Stated goal:
Exactly reproduce the lines from the line that has "Might I trouble you for the coordinates of the vetch" down to the last line of the entries, inclusive.

——

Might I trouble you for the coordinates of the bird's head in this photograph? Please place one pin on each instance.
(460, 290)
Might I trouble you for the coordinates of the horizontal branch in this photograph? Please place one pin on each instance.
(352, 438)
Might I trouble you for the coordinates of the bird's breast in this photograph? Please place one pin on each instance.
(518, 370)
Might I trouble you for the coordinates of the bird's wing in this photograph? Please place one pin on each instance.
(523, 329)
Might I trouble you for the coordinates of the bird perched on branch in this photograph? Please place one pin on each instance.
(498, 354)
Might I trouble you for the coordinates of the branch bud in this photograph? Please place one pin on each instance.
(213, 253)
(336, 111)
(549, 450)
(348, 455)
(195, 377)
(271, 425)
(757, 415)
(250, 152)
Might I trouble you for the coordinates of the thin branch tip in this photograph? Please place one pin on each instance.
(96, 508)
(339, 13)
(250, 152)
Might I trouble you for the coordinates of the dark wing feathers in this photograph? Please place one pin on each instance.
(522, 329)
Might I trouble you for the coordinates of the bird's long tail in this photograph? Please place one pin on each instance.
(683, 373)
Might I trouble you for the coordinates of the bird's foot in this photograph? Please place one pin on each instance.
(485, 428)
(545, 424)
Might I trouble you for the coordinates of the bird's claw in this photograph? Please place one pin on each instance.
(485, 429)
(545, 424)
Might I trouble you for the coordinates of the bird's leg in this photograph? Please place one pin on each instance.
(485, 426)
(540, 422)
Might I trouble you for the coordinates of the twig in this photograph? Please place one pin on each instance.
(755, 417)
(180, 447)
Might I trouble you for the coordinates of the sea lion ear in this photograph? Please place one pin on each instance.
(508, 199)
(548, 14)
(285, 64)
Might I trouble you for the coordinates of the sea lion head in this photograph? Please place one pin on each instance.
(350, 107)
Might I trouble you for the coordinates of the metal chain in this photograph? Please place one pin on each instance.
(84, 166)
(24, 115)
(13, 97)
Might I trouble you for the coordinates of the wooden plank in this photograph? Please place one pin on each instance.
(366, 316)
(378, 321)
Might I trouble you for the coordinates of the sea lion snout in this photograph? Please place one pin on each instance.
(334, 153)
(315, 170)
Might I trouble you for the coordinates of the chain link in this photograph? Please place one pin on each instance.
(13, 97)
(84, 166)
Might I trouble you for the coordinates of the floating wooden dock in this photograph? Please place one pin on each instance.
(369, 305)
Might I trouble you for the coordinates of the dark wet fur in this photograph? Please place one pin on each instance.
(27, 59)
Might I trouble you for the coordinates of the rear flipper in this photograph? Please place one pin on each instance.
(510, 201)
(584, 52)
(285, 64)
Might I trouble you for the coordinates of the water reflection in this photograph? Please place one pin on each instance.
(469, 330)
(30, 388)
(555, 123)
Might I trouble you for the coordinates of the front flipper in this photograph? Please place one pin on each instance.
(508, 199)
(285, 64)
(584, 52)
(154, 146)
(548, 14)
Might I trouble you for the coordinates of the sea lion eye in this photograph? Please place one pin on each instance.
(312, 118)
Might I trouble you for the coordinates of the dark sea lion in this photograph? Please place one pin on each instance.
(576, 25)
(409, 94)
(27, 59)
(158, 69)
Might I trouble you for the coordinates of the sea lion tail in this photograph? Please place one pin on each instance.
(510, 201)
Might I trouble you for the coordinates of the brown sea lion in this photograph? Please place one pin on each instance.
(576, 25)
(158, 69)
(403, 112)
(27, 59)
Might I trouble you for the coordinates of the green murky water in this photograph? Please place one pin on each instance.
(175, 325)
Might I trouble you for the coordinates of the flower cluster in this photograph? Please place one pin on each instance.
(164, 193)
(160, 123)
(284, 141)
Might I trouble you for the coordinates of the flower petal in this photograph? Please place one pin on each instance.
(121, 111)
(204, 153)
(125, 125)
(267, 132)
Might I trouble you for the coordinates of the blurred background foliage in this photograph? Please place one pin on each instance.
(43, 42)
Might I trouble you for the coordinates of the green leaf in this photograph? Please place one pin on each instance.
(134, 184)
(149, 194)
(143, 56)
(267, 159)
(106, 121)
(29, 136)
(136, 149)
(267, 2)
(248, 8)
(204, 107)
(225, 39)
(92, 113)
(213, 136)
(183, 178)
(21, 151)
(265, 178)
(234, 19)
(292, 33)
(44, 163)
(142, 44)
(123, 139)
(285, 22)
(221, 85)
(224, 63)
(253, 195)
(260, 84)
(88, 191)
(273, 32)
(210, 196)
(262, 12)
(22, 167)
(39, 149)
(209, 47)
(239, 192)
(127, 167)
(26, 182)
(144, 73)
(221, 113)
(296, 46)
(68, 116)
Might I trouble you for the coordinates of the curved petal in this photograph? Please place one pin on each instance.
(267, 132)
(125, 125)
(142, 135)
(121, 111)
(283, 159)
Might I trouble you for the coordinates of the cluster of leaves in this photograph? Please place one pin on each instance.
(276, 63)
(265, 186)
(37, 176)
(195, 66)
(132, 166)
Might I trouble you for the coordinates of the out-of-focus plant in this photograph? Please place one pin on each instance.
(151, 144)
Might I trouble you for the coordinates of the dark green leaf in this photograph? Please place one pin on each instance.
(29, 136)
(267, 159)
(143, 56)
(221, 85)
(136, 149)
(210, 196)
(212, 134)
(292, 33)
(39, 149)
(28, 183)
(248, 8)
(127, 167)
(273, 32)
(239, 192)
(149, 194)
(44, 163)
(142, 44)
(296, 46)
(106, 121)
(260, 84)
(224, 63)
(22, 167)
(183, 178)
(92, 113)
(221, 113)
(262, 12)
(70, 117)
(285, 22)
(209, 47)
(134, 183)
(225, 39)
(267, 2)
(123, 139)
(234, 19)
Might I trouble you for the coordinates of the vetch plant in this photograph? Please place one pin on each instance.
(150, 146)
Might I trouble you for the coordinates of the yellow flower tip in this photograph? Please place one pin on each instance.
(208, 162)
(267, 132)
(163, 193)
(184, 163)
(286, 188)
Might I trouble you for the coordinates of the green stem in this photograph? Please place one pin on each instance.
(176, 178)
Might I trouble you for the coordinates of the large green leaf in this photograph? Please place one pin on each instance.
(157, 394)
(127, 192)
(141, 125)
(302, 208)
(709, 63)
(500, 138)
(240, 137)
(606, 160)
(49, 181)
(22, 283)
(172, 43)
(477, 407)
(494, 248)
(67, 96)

——

Solved problem:
Might I trouble you for the coordinates of the vetch plant in this photograph? Please place one pin on each instance.
(150, 146)
Might I trouble you for the coordinates of the yellow flower tip in this photograph? Please place one pin on each instance.
(208, 162)
(267, 132)
(163, 193)
(184, 163)
(286, 188)
Might I trouble you for the coordinates of the green stem in this photograph? Please place one pin on each instance.
(176, 178)
Might I trouble you for the coordinates of the large green leaf in this photograph? Please place one pin on each instance.
(157, 394)
(127, 192)
(141, 125)
(302, 208)
(709, 63)
(500, 138)
(240, 137)
(606, 160)
(49, 181)
(22, 283)
(172, 43)
(477, 407)
(494, 248)
(67, 96)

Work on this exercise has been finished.